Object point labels
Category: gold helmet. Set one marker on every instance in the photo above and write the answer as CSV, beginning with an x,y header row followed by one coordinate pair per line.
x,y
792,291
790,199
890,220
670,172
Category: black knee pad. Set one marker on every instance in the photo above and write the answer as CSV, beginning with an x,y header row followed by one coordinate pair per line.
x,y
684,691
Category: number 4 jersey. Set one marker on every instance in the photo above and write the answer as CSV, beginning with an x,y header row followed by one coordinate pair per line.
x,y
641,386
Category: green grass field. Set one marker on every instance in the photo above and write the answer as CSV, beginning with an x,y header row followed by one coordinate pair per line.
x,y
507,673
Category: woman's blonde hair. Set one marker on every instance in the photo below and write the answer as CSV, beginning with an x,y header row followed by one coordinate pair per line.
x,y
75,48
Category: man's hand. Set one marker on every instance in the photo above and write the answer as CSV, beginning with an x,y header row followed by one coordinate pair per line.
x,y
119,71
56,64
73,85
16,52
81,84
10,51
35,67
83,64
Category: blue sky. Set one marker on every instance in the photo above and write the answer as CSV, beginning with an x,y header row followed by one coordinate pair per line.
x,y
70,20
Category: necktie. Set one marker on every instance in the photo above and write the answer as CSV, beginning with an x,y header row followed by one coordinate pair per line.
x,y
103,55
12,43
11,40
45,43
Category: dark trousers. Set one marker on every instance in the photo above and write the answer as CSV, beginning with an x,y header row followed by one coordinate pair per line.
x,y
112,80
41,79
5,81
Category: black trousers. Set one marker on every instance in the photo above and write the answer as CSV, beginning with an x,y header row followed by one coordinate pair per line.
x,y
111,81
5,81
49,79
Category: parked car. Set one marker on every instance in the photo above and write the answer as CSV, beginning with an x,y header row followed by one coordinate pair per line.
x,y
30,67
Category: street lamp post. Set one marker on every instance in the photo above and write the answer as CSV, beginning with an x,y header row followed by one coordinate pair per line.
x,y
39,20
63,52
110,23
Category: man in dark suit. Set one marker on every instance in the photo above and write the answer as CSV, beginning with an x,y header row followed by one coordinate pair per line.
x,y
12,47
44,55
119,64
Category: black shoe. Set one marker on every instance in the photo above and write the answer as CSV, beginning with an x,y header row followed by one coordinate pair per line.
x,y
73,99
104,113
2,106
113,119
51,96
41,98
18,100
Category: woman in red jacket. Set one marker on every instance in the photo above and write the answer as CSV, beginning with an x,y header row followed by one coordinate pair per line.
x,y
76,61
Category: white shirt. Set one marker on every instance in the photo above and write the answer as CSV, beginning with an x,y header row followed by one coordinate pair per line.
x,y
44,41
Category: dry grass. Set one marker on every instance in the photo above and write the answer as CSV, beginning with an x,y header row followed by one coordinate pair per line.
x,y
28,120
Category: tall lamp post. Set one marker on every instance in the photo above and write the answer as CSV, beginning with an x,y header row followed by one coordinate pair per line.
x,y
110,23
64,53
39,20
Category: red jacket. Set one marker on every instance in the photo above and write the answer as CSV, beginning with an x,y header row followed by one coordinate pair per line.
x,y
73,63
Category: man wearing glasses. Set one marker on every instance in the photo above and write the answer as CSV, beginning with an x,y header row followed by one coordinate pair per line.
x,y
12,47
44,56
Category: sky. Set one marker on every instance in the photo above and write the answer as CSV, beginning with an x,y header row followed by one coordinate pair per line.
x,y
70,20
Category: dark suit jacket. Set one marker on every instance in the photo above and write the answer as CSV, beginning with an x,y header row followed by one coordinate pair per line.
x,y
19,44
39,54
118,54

[Aim of the task]: Restate every record exactly, leaving nothing out.

[Task solution]:
Category: gold helmet. Set one marker on every instance in the photo above and write the answer as CSV, beginning with an x,y header row followed by one coordinate pair per line.
x,y
792,291
790,199
890,220
670,172
Category: black knee pad. Set one marker on every instance in the photo above and write the answer as CSV, beginning with an x,y header row followed by one coordinate pair per line.
x,y
684,691
Category: number 4 jersey. Set one marker on every instance in the photo above and write the answer as CSV, beginning with an x,y header row followed by one coordinate pair per line.
x,y
641,386
Category: green grass field. Set one marker on every instance in the photo above and write the answer as CSV, beginning with an x,y header row followed by one coordinate pair per line.
x,y
507,673
Category: woman's blonde hair. Set one marker on every instance in the photo below and write the answer as CSV, beginning with an x,y header row followed by one coordinate pair per line.
x,y
75,48
Category: man's hand. Set one marker on every instance in the photo above and write the answer as CSV, beginning with an x,y header row followed by one coordinate pair per line.
x,y
119,71
56,64
73,85
16,52
81,84
10,51
35,67
83,64
Category: blue sky. Set one marker on every instance in the photo above and write the answer as CSV, beginning with an x,y header row followed by one coordinate pair per line.
x,y
70,20
Category: necktie. Set one marker on every instance in the photo above and write the answer as CSV, beginning with an x,y header row followed by one coordinate pair per line.
x,y
103,55
12,43
11,40
45,43
Category: dark trousers. Set one marker on every instance in the photo above and write the answer as CSV, beginning with an x,y header row followed by one coordinate pair per line.
x,y
112,80
41,79
5,81
Category: black trousers. Set one marker on every instance in the photo above and write the answer as CSV, beginning with an x,y header row followed by one coordinate pair per line.
x,y
111,81
5,81
49,79
Category: parked car. Set one marker on every instance in the photo above and write the answer as CSV, beginning with an x,y header row followed by one coordinate pair per line.
x,y
30,67
Category: street lamp post. Set one marker on every instance in the photo above and write the answer as CSV, beginning with an x,y header row followed by one coordinate pair per line.
x,y
39,20
63,52
110,23
Category: man in dark suit. Set one marker on every instance in the photo above and write the answer as CSV, beginning with an x,y header row followed by one coordinate pair per line.
x,y
12,47
44,55
119,64
Category: black shoe. Set one marker on every instance in the photo above and write the answer as CSV, beginning with an x,y header row followed by one coordinate pair per line.
x,y
73,99
104,113
2,106
113,119
51,96
41,98
18,100
Category: woman in red jacket. Set one marker on every instance in the photo above and write the answer as CSV, beginning with an x,y header row followed by one coordinate pair per line.
x,y
76,61
Category: white shirt. Set one marker on every instance in the photo above and write the answer as CSV, beginning with an x,y header row followed by one coordinate pair per line.
x,y
44,41
Category: dry grass. Set one marker on every instance in the photo above and write the answer as CSV, beginning with an x,y header row followed by one coordinate pair per line.
x,y
28,120
Category: tall lamp post. Set one marker on every instance in the photo above and write the answer as CSV, beginning with an x,y header row followed by one coordinate pair per line.
x,y
110,23
64,53
39,20
Category: red jacket. Set one marker on every instance in the photo above and write the answer as CSV, beginning with an x,y header row followed by one coordinate pair per line.
x,y
73,63
Category: man wearing glasses. Set one marker on every instance in the photo above and write the answer as CSV, beginning with an x,y header row followed by one coordinate pair per line.
x,y
12,47
44,56
Category: sky. Set one marker on every instance in the photo above and write the answer as CSV, beginning with an x,y header row followed by one coordinate pair per line.
x,y
70,20
Category: dark suit jacket. Set one marker on every instance in the photo above and write the answer as CSV, beginning with an x,y header row followed by one coordinate pair per line.
x,y
19,44
39,54
118,54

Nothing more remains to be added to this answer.